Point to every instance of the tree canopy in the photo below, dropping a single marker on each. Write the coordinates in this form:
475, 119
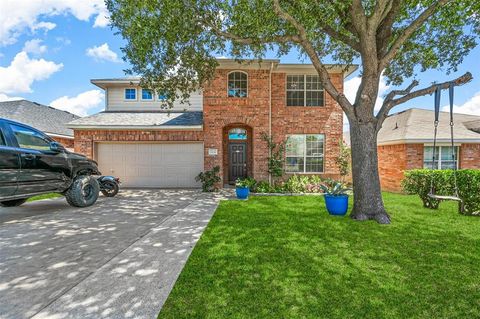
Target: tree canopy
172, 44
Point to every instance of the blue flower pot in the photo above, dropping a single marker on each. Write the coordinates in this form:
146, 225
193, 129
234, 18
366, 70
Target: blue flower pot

::::

● Goal of the exercise
Please copy every one of the items above word for word, leaving the pictures out of your answer.

● Response below
Point to every instance of the tree canopy in the photo below, dropping a single marker on each. Write the coordinates in this form:
475, 119
Target: tree canopy
172, 44
Point to every instance of the blue flower pot in the photo above, dropping a single marker on each. Write the coordinates in this form:
146, 225
193, 129
234, 18
366, 70
Target: blue flower pot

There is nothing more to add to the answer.